Extracted data entries
==================================================

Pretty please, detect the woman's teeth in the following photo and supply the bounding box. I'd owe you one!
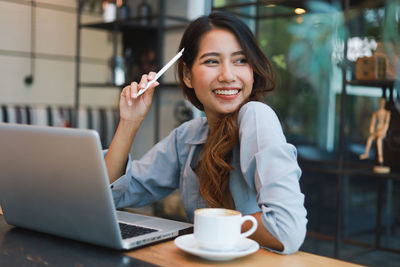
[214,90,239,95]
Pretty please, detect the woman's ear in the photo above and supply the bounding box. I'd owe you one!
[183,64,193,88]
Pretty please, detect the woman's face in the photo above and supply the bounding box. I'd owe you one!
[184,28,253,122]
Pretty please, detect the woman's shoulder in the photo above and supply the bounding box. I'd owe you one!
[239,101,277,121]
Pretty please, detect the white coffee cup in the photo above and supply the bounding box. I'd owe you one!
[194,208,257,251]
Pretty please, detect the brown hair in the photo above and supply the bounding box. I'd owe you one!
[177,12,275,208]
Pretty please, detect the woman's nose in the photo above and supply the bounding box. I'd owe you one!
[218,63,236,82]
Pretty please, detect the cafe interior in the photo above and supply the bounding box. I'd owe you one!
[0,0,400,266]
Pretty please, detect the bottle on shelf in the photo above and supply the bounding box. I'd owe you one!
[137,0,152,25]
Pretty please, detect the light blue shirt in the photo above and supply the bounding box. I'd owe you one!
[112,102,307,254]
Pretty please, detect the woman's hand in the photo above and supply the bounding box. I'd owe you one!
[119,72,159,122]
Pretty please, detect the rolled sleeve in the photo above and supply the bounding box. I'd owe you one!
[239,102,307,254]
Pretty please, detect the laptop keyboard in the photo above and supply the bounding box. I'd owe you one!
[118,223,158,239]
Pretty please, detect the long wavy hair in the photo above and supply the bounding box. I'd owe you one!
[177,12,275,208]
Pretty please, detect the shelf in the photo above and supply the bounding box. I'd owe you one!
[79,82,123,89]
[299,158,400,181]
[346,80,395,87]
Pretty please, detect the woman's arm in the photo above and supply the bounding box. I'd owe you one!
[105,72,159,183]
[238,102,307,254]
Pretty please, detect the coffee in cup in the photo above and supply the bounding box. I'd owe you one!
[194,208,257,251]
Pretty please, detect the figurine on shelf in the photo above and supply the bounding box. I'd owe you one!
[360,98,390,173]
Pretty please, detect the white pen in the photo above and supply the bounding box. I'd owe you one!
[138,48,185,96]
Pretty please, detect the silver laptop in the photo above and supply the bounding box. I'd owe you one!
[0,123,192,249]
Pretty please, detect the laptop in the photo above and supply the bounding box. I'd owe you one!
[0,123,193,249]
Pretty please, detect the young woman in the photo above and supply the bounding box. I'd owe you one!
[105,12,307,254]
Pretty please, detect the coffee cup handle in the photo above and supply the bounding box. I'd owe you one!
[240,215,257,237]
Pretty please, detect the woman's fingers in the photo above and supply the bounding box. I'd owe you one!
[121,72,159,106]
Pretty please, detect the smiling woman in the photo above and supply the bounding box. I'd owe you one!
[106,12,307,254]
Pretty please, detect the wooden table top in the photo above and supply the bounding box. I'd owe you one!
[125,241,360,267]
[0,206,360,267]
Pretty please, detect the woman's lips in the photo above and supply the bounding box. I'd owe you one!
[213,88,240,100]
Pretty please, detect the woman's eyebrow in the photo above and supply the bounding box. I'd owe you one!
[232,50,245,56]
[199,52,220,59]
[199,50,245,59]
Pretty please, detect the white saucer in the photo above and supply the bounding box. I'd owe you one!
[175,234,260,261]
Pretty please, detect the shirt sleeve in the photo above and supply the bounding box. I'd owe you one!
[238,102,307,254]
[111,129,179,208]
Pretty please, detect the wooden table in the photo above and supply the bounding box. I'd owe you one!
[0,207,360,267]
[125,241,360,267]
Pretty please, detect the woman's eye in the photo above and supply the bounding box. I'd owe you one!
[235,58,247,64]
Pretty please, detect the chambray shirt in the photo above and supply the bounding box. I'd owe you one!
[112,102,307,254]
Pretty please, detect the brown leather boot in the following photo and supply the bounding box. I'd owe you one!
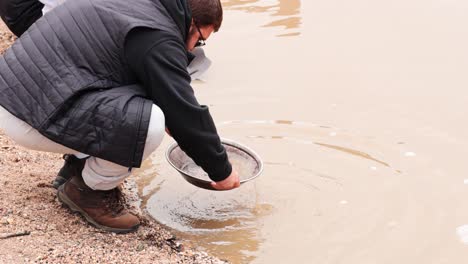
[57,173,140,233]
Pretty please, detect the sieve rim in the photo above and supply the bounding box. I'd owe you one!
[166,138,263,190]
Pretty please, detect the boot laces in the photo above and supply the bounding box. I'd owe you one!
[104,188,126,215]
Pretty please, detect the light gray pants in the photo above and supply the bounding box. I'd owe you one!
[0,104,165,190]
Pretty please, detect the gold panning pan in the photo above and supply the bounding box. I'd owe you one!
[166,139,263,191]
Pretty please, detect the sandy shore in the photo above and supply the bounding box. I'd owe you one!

==================================================

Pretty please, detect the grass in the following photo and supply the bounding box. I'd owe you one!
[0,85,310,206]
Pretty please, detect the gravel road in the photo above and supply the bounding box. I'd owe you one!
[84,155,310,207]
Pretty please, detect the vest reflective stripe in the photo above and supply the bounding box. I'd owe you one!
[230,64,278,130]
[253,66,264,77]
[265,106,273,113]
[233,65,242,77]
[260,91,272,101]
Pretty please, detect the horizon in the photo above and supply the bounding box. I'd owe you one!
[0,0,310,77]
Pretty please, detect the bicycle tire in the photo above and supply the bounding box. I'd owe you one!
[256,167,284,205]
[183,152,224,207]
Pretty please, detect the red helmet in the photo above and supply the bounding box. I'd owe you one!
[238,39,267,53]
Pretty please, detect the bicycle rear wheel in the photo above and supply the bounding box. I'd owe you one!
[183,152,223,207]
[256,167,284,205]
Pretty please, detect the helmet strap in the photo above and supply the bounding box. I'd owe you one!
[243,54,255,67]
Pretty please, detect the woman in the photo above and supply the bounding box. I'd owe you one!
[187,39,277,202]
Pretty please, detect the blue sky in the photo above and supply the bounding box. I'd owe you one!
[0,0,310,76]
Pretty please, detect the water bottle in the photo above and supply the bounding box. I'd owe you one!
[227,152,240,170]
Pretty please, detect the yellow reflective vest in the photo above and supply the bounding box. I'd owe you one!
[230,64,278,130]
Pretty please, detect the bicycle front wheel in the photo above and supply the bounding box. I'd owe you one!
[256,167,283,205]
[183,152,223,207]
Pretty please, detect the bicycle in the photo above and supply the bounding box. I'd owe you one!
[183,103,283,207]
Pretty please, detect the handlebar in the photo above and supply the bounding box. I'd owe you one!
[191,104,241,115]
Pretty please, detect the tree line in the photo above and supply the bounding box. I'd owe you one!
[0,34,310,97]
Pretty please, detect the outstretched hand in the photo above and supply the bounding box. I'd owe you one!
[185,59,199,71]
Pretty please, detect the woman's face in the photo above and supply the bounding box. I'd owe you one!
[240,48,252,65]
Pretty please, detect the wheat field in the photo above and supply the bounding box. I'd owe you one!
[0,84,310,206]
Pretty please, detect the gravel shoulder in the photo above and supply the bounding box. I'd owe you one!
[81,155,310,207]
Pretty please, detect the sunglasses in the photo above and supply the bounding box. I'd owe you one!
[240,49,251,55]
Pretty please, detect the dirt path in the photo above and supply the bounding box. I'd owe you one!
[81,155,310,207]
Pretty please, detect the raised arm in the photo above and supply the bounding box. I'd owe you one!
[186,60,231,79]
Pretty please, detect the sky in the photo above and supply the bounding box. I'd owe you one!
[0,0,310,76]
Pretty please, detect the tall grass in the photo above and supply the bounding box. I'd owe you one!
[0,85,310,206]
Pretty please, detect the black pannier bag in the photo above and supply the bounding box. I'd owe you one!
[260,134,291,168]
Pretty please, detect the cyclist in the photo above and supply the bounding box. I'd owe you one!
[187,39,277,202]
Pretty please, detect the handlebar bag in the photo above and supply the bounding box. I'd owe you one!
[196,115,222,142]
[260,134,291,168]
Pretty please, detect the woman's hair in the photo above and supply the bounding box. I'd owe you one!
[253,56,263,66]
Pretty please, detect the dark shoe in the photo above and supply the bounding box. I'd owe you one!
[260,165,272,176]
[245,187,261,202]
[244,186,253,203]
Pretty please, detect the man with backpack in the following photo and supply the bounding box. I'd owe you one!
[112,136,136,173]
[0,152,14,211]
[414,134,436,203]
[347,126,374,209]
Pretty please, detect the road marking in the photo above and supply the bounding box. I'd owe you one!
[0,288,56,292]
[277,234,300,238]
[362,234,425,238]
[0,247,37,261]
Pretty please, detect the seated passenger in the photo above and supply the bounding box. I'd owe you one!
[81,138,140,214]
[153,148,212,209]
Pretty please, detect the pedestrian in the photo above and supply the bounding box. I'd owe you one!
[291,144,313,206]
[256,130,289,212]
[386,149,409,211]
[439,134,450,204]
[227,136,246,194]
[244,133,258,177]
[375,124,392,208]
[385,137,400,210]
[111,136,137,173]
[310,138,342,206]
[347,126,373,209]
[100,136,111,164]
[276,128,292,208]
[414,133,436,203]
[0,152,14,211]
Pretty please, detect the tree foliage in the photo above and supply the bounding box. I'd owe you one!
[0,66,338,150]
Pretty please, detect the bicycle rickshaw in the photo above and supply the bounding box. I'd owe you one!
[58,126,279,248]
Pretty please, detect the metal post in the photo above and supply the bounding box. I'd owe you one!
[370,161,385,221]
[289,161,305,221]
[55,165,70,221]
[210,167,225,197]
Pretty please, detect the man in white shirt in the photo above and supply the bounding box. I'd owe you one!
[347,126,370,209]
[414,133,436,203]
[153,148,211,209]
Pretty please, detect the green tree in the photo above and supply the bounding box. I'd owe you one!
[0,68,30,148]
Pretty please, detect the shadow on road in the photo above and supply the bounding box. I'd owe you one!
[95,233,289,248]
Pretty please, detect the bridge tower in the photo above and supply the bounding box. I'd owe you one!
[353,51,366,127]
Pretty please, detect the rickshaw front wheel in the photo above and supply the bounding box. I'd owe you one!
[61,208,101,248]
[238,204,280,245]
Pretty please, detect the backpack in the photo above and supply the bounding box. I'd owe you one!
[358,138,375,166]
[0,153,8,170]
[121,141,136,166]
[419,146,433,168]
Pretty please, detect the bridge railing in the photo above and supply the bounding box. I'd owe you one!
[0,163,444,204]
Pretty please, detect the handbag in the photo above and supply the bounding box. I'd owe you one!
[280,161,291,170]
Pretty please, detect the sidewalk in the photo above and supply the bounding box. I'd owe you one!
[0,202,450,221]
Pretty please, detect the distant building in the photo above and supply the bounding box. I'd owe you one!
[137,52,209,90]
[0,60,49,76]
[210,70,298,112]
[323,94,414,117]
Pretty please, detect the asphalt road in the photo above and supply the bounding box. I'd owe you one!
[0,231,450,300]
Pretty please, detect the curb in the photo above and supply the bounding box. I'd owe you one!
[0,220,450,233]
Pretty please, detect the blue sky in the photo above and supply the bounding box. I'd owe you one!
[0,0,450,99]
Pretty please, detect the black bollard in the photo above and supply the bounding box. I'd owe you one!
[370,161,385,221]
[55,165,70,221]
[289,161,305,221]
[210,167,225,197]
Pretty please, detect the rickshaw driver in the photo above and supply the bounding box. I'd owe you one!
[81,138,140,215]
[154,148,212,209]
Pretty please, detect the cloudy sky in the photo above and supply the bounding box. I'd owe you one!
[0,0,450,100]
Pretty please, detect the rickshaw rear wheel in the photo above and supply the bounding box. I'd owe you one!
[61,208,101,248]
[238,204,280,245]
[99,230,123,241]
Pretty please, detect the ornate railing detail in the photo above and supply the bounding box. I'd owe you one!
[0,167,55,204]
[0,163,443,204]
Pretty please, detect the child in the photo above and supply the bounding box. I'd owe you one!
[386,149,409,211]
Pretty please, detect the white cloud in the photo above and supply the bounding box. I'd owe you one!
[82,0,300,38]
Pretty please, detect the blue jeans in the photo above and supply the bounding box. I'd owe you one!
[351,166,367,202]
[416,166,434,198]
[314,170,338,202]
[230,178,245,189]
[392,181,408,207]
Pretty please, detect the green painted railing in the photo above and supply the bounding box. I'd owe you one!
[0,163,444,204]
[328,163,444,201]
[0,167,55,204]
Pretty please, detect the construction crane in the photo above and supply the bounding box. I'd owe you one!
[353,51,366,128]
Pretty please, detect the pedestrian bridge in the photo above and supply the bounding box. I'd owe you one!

==================================================

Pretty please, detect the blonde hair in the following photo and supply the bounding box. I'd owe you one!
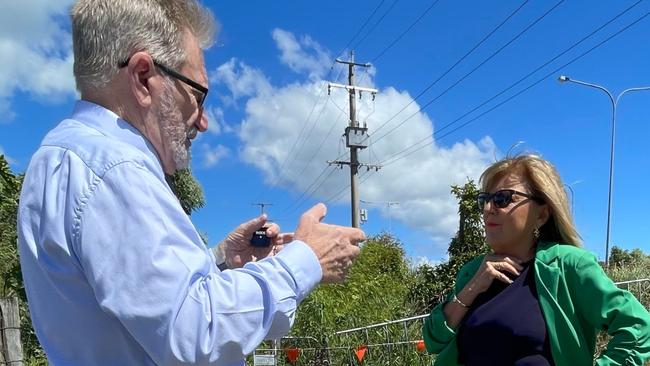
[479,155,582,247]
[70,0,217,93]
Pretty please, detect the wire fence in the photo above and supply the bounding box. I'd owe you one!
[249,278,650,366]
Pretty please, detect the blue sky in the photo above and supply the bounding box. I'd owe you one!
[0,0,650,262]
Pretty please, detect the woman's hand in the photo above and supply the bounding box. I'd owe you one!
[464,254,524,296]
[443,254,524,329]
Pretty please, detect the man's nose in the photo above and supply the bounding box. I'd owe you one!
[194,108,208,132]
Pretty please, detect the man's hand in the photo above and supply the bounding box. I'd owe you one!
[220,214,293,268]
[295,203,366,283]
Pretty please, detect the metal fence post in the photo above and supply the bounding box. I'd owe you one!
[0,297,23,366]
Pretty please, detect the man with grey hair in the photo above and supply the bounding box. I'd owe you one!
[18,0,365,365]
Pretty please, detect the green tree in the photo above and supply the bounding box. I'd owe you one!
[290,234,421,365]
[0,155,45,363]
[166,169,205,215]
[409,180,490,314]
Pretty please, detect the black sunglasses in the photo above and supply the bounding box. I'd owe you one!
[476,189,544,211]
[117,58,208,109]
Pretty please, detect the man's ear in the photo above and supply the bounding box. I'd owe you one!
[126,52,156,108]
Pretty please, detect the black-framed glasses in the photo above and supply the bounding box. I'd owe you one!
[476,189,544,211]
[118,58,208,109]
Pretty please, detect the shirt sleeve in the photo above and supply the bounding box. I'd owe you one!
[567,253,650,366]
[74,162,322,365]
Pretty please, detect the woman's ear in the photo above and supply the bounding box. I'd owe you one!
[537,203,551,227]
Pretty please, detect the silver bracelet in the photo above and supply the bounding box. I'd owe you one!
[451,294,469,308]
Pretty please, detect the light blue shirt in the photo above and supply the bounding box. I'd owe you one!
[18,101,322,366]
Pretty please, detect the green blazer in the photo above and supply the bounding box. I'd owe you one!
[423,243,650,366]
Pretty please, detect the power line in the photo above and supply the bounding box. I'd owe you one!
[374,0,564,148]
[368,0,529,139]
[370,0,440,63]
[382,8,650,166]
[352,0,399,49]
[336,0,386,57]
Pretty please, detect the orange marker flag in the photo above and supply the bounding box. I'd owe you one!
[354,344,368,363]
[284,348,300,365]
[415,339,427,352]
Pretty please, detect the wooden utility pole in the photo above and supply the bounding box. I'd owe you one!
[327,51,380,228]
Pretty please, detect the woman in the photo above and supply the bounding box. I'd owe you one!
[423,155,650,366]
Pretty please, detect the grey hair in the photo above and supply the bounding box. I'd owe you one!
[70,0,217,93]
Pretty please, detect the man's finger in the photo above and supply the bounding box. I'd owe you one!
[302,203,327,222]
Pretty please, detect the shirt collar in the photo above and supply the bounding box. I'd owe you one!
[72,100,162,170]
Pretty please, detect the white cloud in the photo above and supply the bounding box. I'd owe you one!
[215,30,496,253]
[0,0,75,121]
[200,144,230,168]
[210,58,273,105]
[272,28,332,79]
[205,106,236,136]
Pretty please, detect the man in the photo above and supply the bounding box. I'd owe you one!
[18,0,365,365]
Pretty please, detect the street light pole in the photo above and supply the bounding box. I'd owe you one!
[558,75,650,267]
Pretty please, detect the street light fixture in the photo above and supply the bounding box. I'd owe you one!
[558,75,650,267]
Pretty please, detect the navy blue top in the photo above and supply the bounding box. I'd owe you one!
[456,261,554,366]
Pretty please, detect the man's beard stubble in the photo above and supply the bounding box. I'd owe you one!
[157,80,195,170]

==================================================

| PROBLEM |
Put the lines of the listing above, starting at the one containing "Pretty please, detect the woman's teeth" and ending at the one containing "[346,80,395,87]", into a JSON list of strings with one string per line and blank lines skipped. Leave the pictures out of the answer.

| RESPONSE |
[
  "Pretty please, detect the woman's teeth in the following photo and supply the bounding box. I'd owe you one!",
  "[214,90,239,95]",
  "Pretty please, detect the woman's ear in the photo above and supply the bounding box. I'd owe you one!",
  "[183,64,193,88]",
  "Pretty please, detect the woman's face in the photo above and supply the bounding box. I'd owe you one!",
  "[184,28,253,122]",
  "Pretty please, detect the woman's shoulder in the photo above and supply the bounding box. I'd owe you one!",
  "[239,101,277,121]",
  "Pretty please, detect the white coffee cup in the photo above and supply the bounding box. I'd owe you one!",
  "[194,208,257,251]",
  "Pretty please, detect the brown hair in the photo above and supply the bounding box. I'd owe you one!",
  "[177,12,275,208]",
  "Pretty please, detect the woman's nose in the photo above and supply the bounding box. I'd owe you one!",
  "[218,63,236,82]",
  "Pretty please, detect the cafe interior in the photo above and supply the bounding box. I'd owe you one!",
  "[0,0,400,266]",
  "Pretty please, detect the bottle on shelf in the photo above and supply the bounding box. I'd owe you one!",
  "[137,0,152,25]",
  "Pretty please, detect the light blue shirt in the photo above and supply the bounding box. I'd owe you one!",
  "[112,102,307,254]",
  "Pretty please, detect the woman's hand in the photo above and supply the bounding box. I'd owe you one!",
  "[119,72,159,122]",
  "Pretty please, detect the rolled sleeve in the photo above and supply the bounding box. I'd owe you one!",
  "[239,102,307,254]",
  "Pretty please, detect the laptop keyboard in the photo above and supply the bounding box. I'd owe you one!",
  "[118,223,158,239]",
  "Pretty please, detect the long wavy hair in the photo above and supply the bounding box. I'd owe you one!",
  "[177,12,275,208]",
  "Pretty please, detect the shelf in the photo above and supply the bounding box. I'd owe you one!",
  "[79,82,123,89]",
  "[299,158,400,181]",
  "[346,80,395,87]"
]